== What you will do ==
(A) The article on the Catholic approach to the paranormal says many Catholics in America welcome witches, zombies, monsters and ghosts on Halloween. Using the article's own reasoning, explain why.
(B) Continue the article on the Catholic approach to the paranormal, starting after its last sentence.

== Source text ==

━━━━━━━━━━━━━━━━━━━━━━━━━━━━━━

Understanding the Catholic approach to the paranormal

Understanding the Catholic approach to the paranormal
November 7, 2011
By Anthony Stevens-Arroyo
The Washington Post

Unlike those traditions that dismiss Halloween as a pagan custom, my local parish of St. Luke’s celebrated a lively Halloween parade. Why, it might be asked, do so many Catholics in America welcome witches, zombies, monsters, ghosts and the like when this day before All Saints’ Day clearly has pagan roots? The answer: we welcome witches, zombies, monsters and ghosts because they have a place in our Catholic theology.

It is a well documented fact that All Hallow’s Eve is linked to Samhain, the Celtic religion’s ancient New Year. Catholic missionaries long ago adopted a policy of co-optation of previous religious beliefs in spreading the Gospel. Some call this “syncretism,” and Protestants early on considered such syncretism to have diluted the faith, resulting in a third religion that was neither authentic “paganism” nor authentic “Christianity.” But we should not ignore how the Gospels cite the existence of Satan and possession by evil spirits. In other words, witches, zombies, monsters and ghosts are embedded in Christian belief. And, as demonstrated in the appropriation of Aztec belief in the “Day of the Dead” by Latin American Catholicism, we consider the dead to be “family.” In the Patristic age, Origen (c. 185-232) wrote (erroneously) that Christ would save even the damned.

━━━━━━━━━━━━━━━━━━━━━━━━━━━━━━

[Natural-language object grounding data]
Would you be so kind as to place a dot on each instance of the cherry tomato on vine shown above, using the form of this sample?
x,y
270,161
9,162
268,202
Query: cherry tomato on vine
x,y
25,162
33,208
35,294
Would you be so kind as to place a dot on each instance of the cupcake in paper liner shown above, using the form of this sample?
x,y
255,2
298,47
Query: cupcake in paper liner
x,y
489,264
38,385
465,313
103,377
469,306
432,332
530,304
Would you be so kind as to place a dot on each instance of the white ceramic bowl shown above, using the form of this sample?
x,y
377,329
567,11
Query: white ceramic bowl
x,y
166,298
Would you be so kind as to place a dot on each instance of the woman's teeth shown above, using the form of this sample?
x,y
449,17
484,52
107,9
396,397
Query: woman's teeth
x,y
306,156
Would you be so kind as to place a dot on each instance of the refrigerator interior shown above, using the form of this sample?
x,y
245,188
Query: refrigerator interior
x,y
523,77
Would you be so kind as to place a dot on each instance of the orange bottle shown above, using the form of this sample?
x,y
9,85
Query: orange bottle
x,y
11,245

━━━━━━━━━━━━━━━━━━━━━━━━━━━━━━

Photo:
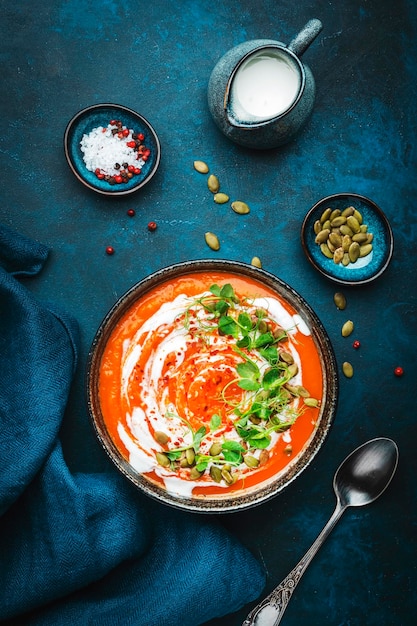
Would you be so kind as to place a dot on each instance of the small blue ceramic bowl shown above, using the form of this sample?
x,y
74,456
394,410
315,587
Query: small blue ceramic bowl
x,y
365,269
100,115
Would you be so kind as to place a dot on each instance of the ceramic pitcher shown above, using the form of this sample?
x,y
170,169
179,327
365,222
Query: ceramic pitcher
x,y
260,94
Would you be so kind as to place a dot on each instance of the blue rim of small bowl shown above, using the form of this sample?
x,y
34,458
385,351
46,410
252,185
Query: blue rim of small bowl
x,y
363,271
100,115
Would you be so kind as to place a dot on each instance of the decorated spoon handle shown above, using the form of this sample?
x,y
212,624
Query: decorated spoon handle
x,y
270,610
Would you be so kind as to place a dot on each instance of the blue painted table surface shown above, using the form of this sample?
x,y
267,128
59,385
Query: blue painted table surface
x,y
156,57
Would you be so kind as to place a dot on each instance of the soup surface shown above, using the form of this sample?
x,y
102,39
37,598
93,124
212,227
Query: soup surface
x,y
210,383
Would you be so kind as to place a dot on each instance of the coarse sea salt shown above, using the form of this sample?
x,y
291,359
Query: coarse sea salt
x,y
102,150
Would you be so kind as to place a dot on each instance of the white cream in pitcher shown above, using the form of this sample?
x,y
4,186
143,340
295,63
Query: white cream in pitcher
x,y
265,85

━━━━━━━━━━━━━━━━━━━━━━━━━━━━━━

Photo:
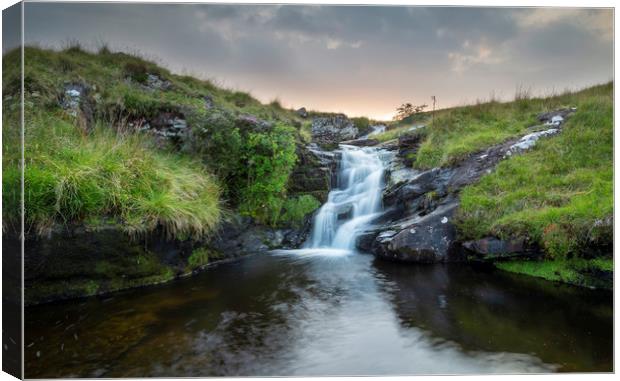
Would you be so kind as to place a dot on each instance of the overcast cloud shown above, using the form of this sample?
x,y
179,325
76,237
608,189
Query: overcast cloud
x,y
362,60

━━━━━━━━━━━━━━━━━━━━━━━━━━━━━━

== Task-by-task outputs ==
(A) The article says these figures have a place in Catholic theology. The Gospels cite the existence of Satan and possession by evil spirits, so witches, zombies, monsters and ghosts are embedded in Christian belief.

(B)
This is where the paranormal enters into Catholic America. There are observable phenomena like voices and self-moving objects that violate normal rules of physics. We Catholics believe that the causes of certain paranormal events are spirits: if they are the saints, we call them “miracles:” when we are unsure they can be ascribed to “restless spirits” to diabolical forces attacking people of virtue.

Before attaching the labels of “superstitious” and “gullible” to this aspect of Catholic belief, recall that the Church has been rigorous in applying science to the detection of the paranormal, precisely to avoid confusing the phony and fake with faithful and factual. At Lourdes, for instance, scientific rigor has been applied to the examination of claims for spiritual intromission with careful record keeping. Every person seeking a cure is examined by doctors and past medical records are requested. While most people exit from a washing in the shrine’s water with little more than psychological calm about accepting their sufferings, there have been some 67 cases categorized as “unexplainable by science.” These include phenomena like the sudden dissipation of tumors, the disappearance of cancerous cells, the regeneration of damaged organs of sight and hearing.

Attempting to discredit the role of faith, some claim that these effects are natural occurrences. Tumors sometimes dissipate outside of any religious setting, thus proving it is “only” a natural phenomenon. What such an opinion does not explain satisfactorily is why such phenomena take place so often after a religious act.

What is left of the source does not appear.